### Task prompt
Whenever a line below holds the word "atop", copy that line.

### Data
== == ==
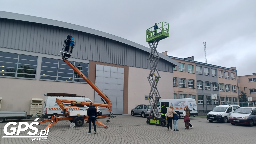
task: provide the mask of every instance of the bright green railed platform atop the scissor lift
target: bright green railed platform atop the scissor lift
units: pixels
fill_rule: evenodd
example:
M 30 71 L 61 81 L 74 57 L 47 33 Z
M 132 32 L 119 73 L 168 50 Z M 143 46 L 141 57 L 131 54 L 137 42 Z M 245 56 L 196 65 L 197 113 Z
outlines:
M 155 39 L 165 39 L 169 37 L 169 24 L 166 22 L 158 23 L 158 29 L 154 29 L 156 25 L 152 26 L 151 28 L 147 29 L 147 42 L 154 42 Z

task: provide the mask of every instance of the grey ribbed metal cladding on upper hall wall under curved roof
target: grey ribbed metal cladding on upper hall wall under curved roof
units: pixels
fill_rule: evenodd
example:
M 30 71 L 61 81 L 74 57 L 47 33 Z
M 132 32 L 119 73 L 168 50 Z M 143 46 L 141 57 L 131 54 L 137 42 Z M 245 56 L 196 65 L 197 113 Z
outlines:
M 130 45 L 67 28 L 0 18 L 1 47 L 58 55 L 68 35 L 76 41 L 74 58 L 150 68 L 149 53 Z M 172 72 L 172 64 L 161 59 L 158 70 Z

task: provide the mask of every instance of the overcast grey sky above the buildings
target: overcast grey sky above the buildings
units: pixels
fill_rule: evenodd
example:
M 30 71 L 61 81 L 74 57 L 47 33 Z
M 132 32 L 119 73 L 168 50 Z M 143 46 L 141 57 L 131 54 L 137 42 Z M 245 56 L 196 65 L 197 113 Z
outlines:
M 256 73 L 256 1 L 1 1 L 0 11 L 68 22 L 149 48 L 146 30 L 167 22 L 170 37 L 157 50 L 169 56 L 237 67 L 239 76 Z

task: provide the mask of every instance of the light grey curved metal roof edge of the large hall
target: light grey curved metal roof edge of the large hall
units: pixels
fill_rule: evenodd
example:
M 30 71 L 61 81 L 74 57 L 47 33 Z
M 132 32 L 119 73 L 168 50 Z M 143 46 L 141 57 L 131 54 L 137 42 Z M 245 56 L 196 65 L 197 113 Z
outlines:
M 0 17 L 1 18 L 6 18 L 6 19 L 14 19 L 14 20 L 21 20 L 21 21 L 26 21 L 26 22 L 33 22 L 33 23 L 40 23 L 40 24 L 46 24 L 46 25 L 52 25 L 52 26 L 58 26 L 58 27 L 63 27 L 63 28 L 68 28 L 68 29 L 73 29 L 73 30 L 77 30 L 77 31 L 81 31 L 81 32 L 85 32 L 85 33 L 89 33 L 89 34 L 93 34 L 93 35 L 98 35 L 101 37 L 105 37 L 105 38 L 109 38 L 130 46 L 133 46 L 135 48 L 144 50 L 148 53 L 151 53 L 151 49 L 147 48 L 145 46 L 142 46 L 140 44 L 134 43 L 130 40 L 118 37 L 118 36 L 114 36 L 108 33 L 104 33 L 101 32 L 99 30 L 95 30 L 95 29 L 91 29 L 88 27 L 83 27 L 83 26 L 79 26 L 79 25 L 74 25 L 74 24 L 70 24 L 70 23 L 66 23 L 66 22 L 60 22 L 57 20 L 52 20 L 52 19 L 47 19 L 47 18 L 41 18 L 41 17 L 35 17 L 35 16 L 29 16 L 29 15 L 23 15 L 23 14 L 17 14 L 17 13 L 10 13 L 10 12 L 3 12 L 0 11 Z M 178 62 L 176 62 L 175 60 L 159 53 L 160 57 L 163 58 L 164 60 L 170 62 L 173 64 L 173 66 L 178 66 Z

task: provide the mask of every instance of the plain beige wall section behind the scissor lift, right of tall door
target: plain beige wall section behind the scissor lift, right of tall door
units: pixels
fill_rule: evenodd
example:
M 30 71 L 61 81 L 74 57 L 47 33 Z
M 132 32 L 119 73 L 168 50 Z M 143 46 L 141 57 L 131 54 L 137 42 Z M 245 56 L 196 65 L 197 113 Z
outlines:
M 129 67 L 129 97 L 128 112 L 140 104 L 149 104 L 145 100 L 145 96 L 149 95 L 151 87 L 147 77 L 150 70 L 135 67 Z M 173 99 L 173 73 L 159 71 L 161 78 L 159 79 L 157 89 L 161 95 L 161 99 Z M 125 101 L 124 101 L 125 102 Z

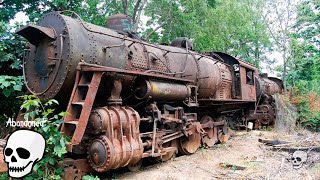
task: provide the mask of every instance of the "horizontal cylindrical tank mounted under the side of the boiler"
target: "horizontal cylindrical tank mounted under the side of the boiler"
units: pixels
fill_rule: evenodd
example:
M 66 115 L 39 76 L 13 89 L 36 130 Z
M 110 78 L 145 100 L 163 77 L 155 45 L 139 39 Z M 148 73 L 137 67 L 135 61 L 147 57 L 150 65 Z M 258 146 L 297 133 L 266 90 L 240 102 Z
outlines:
M 185 100 L 190 97 L 191 90 L 184 84 L 168 83 L 153 80 L 142 80 L 137 83 L 135 97 L 150 98 L 160 101 Z

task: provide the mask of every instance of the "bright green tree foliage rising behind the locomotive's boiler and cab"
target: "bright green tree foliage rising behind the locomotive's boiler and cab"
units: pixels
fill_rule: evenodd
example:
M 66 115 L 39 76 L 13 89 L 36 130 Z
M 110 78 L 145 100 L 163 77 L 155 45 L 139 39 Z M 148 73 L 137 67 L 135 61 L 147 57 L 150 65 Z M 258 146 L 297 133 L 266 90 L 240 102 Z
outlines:
M 265 52 L 271 47 L 263 5 L 262 0 L 155 0 L 147 4 L 145 14 L 151 19 L 143 34 L 163 44 L 189 37 L 197 51 L 223 51 L 259 66 L 267 62 Z

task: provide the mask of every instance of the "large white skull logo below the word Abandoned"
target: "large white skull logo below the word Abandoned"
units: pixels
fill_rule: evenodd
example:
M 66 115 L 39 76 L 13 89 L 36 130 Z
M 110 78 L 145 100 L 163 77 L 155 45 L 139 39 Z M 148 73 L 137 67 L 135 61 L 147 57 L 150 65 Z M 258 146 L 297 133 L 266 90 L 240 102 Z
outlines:
M 34 164 L 42 159 L 44 150 L 45 140 L 41 134 L 31 130 L 12 133 L 3 151 L 9 176 L 20 178 L 29 174 Z

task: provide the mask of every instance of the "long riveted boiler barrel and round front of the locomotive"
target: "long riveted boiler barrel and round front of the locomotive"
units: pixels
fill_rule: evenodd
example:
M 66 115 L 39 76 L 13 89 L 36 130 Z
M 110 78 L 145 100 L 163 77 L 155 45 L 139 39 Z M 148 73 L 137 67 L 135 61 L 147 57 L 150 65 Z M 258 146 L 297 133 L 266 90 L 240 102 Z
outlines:
M 30 91 L 42 99 L 50 99 L 57 95 L 59 97 L 62 91 L 64 96 L 71 94 L 76 65 L 80 61 L 193 81 L 194 85 L 200 84 L 201 97 L 212 97 L 214 91 L 219 88 L 219 82 L 216 81 L 219 78 L 212 74 L 217 72 L 215 68 L 220 69 L 215 67 L 217 60 L 189 49 L 148 44 L 58 12 L 46 14 L 38 26 L 52 27 L 57 35 L 63 35 L 52 42 L 46 38 L 40 39 L 39 45 L 31 46 L 26 54 L 26 83 Z M 48 56 L 45 55 L 46 52 L 49 53 Z M 208 63 L 213 69 L 201 69 L 200 66 L 206 67 Z M 38 73 L 32 73 L 34 70 Z M 209 79 L 207 75 L 210 76 Z M 124 84 L 132 83 L 129 82 L 129 78 L 123 79 L 128 81 Z M 221 88 L 223 87 L 225 85 L 221 85 Z M 221 92 L 226 90 L 222 89 Z M 230 95 L 225 97 L 229 98 Z

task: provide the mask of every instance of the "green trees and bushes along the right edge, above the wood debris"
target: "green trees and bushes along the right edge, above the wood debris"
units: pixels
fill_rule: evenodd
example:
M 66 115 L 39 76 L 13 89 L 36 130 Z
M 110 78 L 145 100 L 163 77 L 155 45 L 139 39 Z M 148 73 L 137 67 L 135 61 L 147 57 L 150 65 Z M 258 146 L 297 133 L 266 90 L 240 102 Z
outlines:
M 292 56 L 288 61 L 287 82 L 299 97 L 299 120 L 303 126 L 320 131 L 320 112 L 310 104 L 320 101 L 320 1 L 302 1 L 295 32 L 291 35 Z M 315 94 L 310 98 L 310 94 Z M 319 103 L 320 104 L 320 103 Z

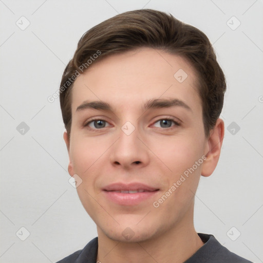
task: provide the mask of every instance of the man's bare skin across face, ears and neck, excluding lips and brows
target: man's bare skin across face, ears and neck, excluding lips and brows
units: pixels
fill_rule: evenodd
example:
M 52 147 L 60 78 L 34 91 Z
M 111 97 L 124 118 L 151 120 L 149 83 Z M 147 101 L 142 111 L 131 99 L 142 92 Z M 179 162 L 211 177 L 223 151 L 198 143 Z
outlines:
M 174 78 L 178 69 L 188 75 L 182 83 Z M 77 192 L 97 224 L 97 260 L 102 263 L 183 262 L 203 245 L 193 223 L 194 194 L 200 176 L 210 176 L 215 170 L 224 124 L 218 119 L 205 137 L 196 80 L 195 70 L 185 59 L 140 48 L 93 64 L 74 82 L 70 142 L 64 133 L 68 172 L 82 179 Z M 142 110 L 144 102 L 153 98 L 177 98 L 191 109 Z M 105 101 L 112 111 L 76 111 L 85 100 Z M 104 127 L 98 128 L 95 122 L 83 127 L 91 117 L 105 120 Z M 180 125 L 172 121 L 163 126 L 161 120 L 167 117 Z M 127 121 L 135 127 L 130 135 L 121 129 Z M 206 160 L 155 208 L 153 202 L 202 156 Z M 102 191 L 114 182 L 141 182 L 159 192 L 138 205 L 119 205 Z M 126 228 L 134 233 L 129 240 L 122 235 Z

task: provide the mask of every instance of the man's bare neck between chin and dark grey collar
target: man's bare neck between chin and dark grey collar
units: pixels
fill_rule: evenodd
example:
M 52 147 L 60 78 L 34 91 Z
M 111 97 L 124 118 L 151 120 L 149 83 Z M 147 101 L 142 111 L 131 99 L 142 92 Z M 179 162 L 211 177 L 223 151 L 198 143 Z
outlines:
M 181 221 L 165 233 L 141 242 L 112 240 L 98 228 L 97 261 L 103 263 L 184 262 L 201 248 L 203 242 L 194 229 L 193 219 L 189 222 L 185 222 L 185 219 Z

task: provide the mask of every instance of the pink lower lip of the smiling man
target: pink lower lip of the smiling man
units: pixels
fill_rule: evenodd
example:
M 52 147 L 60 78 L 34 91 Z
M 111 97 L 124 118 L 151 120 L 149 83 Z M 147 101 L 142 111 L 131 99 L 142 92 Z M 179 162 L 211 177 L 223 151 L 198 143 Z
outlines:
M 103 191 L 107 198 L 120 205 L 136 205 L 149 198 L 154 197 L 159 191 L 142 192 L 134 194 L 117 193 L 112 191 Z

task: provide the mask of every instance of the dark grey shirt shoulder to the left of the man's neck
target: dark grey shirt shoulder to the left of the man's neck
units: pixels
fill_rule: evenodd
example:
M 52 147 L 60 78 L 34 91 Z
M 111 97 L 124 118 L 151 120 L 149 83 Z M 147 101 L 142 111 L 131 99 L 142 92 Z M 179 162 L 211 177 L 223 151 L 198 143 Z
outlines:
M 90 240 L 87 245 L 56 263 L 84 263 L 96 262 L 98 252 L 98 237 Z

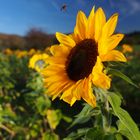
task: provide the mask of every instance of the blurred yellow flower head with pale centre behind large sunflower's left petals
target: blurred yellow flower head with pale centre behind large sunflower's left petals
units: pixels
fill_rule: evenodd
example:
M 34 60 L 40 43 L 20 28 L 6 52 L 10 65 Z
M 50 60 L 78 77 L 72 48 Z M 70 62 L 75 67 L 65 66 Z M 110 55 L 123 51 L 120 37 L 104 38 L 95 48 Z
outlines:
M 45 59 L 48 58 L 47 54 L 35 54 L 30 58 L 29 68 L 35 69 L 40 72 L 46 65 Z

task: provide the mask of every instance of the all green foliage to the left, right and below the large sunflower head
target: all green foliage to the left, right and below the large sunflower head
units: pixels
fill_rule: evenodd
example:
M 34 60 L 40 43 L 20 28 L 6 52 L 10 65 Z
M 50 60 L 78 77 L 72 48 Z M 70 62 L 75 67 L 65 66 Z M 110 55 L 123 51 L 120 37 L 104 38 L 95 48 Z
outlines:
M 120 94 L 123 93 L 127 97 L 135 96 L 140 100 L 138 98 L 140 97 L 139 58 L 134 58 L 127 65 L 116 62 L 107 64 L 105 71 L 113 77 L 112 88 L 106 91 L 93 87 L 97 107 L 92 108 L 88 104 L 83 104 L 83 108 L 78 115 L 75 115 L 73 121 L 69 117 L 71 114 L 65 115 L 63 107 L 60 109 L 59 103 L 55 107 L 54 102 L 52 103 L 45 94 L 47 89 L 43 86 L 42 76 L 28 68 L 28 59 L 28 57 L 19 59 L 14 55 L 6 56 L 0 53 L 0 138 L 3 140 L 60 140 L 64 137 L 64 140 L 140 139 L 138 126 L 128 112 L 121 108 L 124 100 Z M 66 134 L 61 134 L 63 130 Z

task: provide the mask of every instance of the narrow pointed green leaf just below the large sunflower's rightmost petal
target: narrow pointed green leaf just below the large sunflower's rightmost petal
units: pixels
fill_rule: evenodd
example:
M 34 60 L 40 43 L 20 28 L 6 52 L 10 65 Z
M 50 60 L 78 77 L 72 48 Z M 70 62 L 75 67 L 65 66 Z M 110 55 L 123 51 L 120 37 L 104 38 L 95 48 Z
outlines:
M 115 70 L 115 69 L 109 69 L 108 73 L 112 74 L 112 75 L 115 75 L 115 76 L 118 76 L 118 77 L 122 78 L 123 80 L 125 80 L 126 82 L 128 82 L 129 84 L 138 88 L 138 86 L 129 77 L 124 75 L 122 72 L 120 72 L 118 70 Z

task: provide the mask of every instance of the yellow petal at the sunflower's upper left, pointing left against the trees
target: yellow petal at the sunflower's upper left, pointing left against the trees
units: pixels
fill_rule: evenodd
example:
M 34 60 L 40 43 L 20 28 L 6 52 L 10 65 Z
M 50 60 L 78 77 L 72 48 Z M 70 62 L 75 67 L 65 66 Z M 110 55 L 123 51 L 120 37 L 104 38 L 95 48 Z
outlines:
M 56 38 L 63 45 L 66 45 L 68 47 L 74 47 L 75 46 L 74 40 L 72 40 L 72 38 L 69 37 L 68 35 L 56 32 Z

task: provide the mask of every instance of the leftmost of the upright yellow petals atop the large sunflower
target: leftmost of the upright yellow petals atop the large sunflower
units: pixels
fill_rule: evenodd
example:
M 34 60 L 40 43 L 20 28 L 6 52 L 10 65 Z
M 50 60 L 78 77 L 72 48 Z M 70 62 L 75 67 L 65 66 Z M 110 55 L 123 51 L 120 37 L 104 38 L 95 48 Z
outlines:
M 74 34 L 78 34 L 81 40 L 85 39 L 86 37 L 86 27 L 87 27 L 87 17 L 82 11 L 79 11 L 76 18 L 76 26 L 74 29 Z

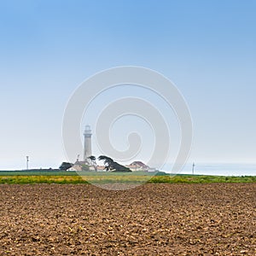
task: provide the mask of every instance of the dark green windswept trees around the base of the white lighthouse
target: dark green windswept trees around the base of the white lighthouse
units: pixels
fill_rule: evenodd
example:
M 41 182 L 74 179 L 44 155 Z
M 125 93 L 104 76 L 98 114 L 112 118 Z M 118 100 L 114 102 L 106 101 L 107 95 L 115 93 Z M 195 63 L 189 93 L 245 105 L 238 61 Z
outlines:
M 97 171 L 97 163 L 96 163 L 96 157 L 94 155 L 91 155 L 90 157 L 91 163 L 94 166 L 95 171 Z M 120 165 L 118 162 L 115 162 L 112 158 L 106 156 L 106 155 L 100 155 L 98 157 L 98 160 L 102 160 L 105 166 L 105 170 L 107 172 L 131 172 L 131 170 L 126 167 Z M 72 167 L 72 163 L 63 162 L 59 169 L 61 171 L 67 171 L 70 167 Z

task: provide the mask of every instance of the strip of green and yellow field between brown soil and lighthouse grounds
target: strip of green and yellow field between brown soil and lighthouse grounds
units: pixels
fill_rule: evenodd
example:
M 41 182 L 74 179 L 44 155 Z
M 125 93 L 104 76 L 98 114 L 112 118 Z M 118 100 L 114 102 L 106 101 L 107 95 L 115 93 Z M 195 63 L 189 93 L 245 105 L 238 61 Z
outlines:
M 155 174 L 155 175 L 154 175 Z M 0 183 L 255 183 L 255 176 L 170 175 L 164 172 L 0 172 Z

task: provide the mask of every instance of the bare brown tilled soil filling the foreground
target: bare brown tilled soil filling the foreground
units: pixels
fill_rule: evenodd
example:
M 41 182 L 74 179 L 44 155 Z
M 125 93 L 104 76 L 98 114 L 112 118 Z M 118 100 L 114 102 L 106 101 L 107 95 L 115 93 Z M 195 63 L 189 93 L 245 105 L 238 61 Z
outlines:
M 0 185 L 0 255 L 256 255 L 256 183 Z

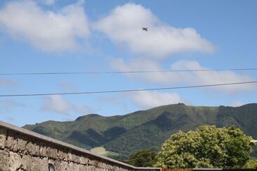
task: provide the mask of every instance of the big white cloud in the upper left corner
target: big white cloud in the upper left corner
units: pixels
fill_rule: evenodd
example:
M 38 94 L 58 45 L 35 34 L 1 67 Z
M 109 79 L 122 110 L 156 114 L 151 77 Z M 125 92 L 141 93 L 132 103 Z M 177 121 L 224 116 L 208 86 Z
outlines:
M 48 52 L 78 50 L 79 39 L 90 34 L 79 2 L 51 11 L 35 1 L 11 1 L 0 10 L 0 30 Z

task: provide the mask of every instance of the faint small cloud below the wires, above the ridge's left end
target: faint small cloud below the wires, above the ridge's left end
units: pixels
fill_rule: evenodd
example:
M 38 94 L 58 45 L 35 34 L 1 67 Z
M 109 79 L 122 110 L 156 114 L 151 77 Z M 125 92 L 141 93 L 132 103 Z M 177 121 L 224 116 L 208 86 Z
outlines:
M 60 95 L 52 95 L 44 98 L 41 111 L 57 112 L 59 114 L 70 114 L 71 112 L 79 112 L 80 114 L 87 114 L 90 112 L 85 105 L 73 104 L 64 100 Z

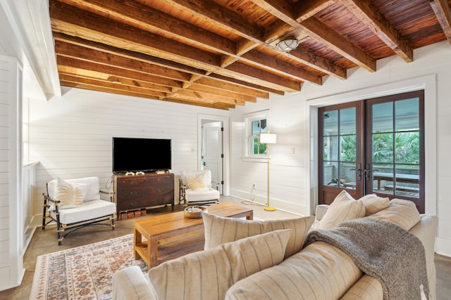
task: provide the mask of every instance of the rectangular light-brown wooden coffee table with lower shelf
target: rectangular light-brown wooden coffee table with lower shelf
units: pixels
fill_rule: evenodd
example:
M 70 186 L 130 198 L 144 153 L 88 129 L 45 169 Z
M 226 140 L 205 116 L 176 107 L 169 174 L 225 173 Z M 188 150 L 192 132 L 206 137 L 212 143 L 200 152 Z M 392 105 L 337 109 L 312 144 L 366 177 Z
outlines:
M 212 205 L 207 211 L 216 216 L 254 218 L 252 209 L 232 203 Z M 204 249 L 203 219 L 185 218 L 183 211 L 140 219 L 133 227 L 135 259 L 141 257 L 148 268 Z

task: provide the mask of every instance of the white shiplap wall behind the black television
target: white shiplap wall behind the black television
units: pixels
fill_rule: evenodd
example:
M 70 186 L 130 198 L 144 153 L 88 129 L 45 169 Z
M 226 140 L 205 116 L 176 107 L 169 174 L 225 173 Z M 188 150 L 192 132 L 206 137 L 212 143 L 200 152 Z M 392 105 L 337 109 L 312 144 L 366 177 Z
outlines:
M 224 110 L 66 88 L 61 98 L 31 100 L 29 113 L 30 161 L 40 162 L 36 215 L 42 214 L 46 181 L 58 176 L 98 176 L 101 188 L 111 187 L 113 136 L 171 138 L 177 176 L 197 169 L 198 115 L 228 116 Z

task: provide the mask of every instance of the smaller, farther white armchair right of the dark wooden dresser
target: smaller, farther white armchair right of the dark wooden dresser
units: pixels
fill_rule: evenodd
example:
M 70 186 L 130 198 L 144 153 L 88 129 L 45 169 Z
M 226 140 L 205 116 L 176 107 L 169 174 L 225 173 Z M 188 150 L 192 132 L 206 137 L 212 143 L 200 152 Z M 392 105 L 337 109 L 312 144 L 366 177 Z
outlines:
M 185 206 L 195 204 L 218 204 L 218 183 L 211 187 L 211 171 L 181 171 L 180 172 L 180 203 Z

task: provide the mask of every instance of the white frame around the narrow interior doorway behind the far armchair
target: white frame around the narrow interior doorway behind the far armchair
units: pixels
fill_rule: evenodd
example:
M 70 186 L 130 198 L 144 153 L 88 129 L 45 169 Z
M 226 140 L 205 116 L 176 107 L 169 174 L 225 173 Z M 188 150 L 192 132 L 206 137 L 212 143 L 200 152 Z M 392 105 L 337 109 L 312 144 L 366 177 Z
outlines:
M 216 121 L 223 122 L 223 194 L 224 196 L 230 195 L 230 154 L 229 154 L 229 119 L 228 117 L 222 117 L 218 115 L 197 115 L 197 168 L 202 163 L 202 121 Z

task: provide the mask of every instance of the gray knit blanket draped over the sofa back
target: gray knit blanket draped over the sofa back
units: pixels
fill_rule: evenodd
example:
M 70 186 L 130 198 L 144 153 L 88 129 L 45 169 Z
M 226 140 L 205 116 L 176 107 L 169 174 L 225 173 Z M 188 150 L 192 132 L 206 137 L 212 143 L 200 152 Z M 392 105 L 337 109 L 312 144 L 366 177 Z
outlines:
M 311 231 L 305 245 L 316 241 L 338 247 L 362 272 L 381 282 L 383 299 L 421 299 L 421 289 L 429 294 L 423 244 L 400 226 L 355 219 L 331 230 Z

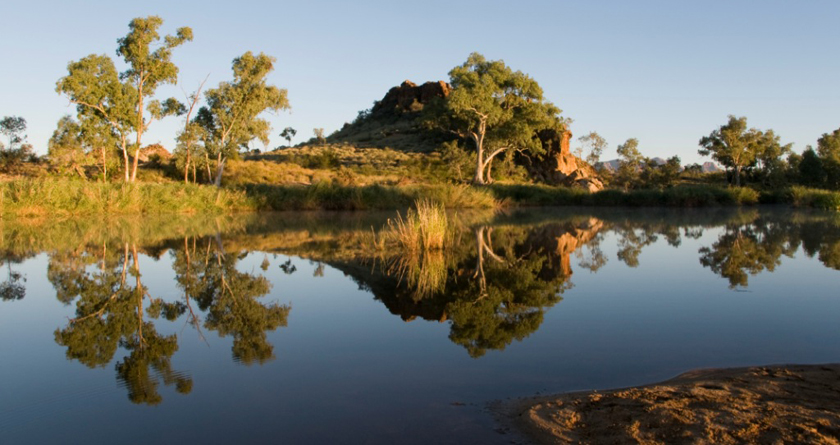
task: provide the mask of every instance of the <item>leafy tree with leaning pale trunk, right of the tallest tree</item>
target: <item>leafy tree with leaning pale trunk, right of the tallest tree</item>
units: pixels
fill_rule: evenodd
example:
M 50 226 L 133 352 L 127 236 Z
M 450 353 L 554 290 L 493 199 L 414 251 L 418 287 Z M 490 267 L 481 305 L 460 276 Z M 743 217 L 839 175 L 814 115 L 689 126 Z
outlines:
M 265 111 L 289 109 L 285 89 L 269 85 L 274 57 L 248 51 L 233 59 L 233 81 L 207 90 L 207 105 L 198 110 L 196 121 L 206 131 L 205 148 L 216 158 L 215 184 L 221 186 L 225 162 L 239 147 L 258 138 L 268 144 L 271 125 L 259 116 Z

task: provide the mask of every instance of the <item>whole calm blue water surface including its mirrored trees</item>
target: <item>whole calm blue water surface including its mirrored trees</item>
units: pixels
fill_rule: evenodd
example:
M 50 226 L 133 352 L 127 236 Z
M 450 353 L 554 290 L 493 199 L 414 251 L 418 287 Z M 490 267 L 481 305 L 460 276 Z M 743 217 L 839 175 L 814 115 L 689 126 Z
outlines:
M 0 221 L 0 443 L 511 443 L 485 403 L 840 361 L 840 217 Z

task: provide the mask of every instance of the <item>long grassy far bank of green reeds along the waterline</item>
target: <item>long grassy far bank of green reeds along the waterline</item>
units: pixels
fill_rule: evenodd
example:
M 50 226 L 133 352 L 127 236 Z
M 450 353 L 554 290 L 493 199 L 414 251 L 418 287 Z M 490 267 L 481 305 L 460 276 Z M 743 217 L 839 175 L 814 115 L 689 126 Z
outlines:
M 298 210 L 396 210 L 425 199 L 455 209 L 504 207 L 710 207 L 788 204 L 840 208 L 840 193 L 793 187 L 758 192 L 741 187 L 682 185 L 662 190 L 580 189 L 537 184 L 351 186 L 252 184 L 216 188 L 174 182 L 13 179 L 0 182 L 4 215 L 231 213 Z

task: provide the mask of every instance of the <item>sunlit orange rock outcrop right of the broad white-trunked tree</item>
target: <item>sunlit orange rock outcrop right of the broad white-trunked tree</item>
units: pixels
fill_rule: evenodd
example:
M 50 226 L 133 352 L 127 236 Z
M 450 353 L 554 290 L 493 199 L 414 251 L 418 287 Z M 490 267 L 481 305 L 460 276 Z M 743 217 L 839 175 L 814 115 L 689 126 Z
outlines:
M 545 153 L 525 162 L 525 168 L 537 180 L 547 184 L 580 187 L 590 192 L 603 190 L 595 170 L 578 159 L 569 149 L 571 131 L 542 130 L 537 133 Z

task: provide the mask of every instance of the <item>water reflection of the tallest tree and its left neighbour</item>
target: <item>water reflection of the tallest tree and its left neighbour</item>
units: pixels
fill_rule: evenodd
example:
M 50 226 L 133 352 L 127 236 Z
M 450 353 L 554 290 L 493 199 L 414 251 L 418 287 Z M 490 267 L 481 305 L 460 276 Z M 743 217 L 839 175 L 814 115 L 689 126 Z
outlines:
M 56 343 L 67 348 L 67 358 L 91 368 L 105 366 L 119 346 L 129 351 L 116 365 L 117 379 L 127 388 L 129 400 L 148 405 L 160 403 L 159 380 L 165 385 L 174 384 L 180 393 L 189 393 L 192 379 L 172 371 L 170 365 L 178 350 L 176 336 L 159 334 L 154 324 L 144 318 L 157 318 L 163 312 L 174 314 L 180 309 L 148 294 L 141 281 L 137 247 L 132 245 L 129 251 L 126 243 L 121 253 L 112 255 L 105 250 L 100 268 L 94 273 L 72 266 L 85 263 L 71 261 L 70 266 L 51 264 L 55 267 L 50 268 L 59 300 L 69 302 L 78 297 L 76 318 L 55 332 Z M 144 314 L 147 298 L 152 300 L 154 309 Z

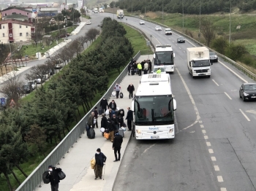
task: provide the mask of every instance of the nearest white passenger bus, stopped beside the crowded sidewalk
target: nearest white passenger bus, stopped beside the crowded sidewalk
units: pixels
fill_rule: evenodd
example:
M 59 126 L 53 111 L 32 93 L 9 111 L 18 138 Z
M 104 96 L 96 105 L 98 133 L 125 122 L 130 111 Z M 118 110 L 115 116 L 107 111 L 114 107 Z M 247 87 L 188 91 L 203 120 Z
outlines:
M 136 139 L 173 139 L 176 100 L 169 74 L 144 74 L 132 101 Z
== == ==
### Solution to the problem
task: provide the mask of every instance of the bright green railed platform atop the scissor lift
target: bright green railed platform atop the scissor lift
task: provide the mask of every instance of the leftmost of the upright yellow petals atop the large sunflower
target: leftmost of the upright yellow petals atop the large sunflower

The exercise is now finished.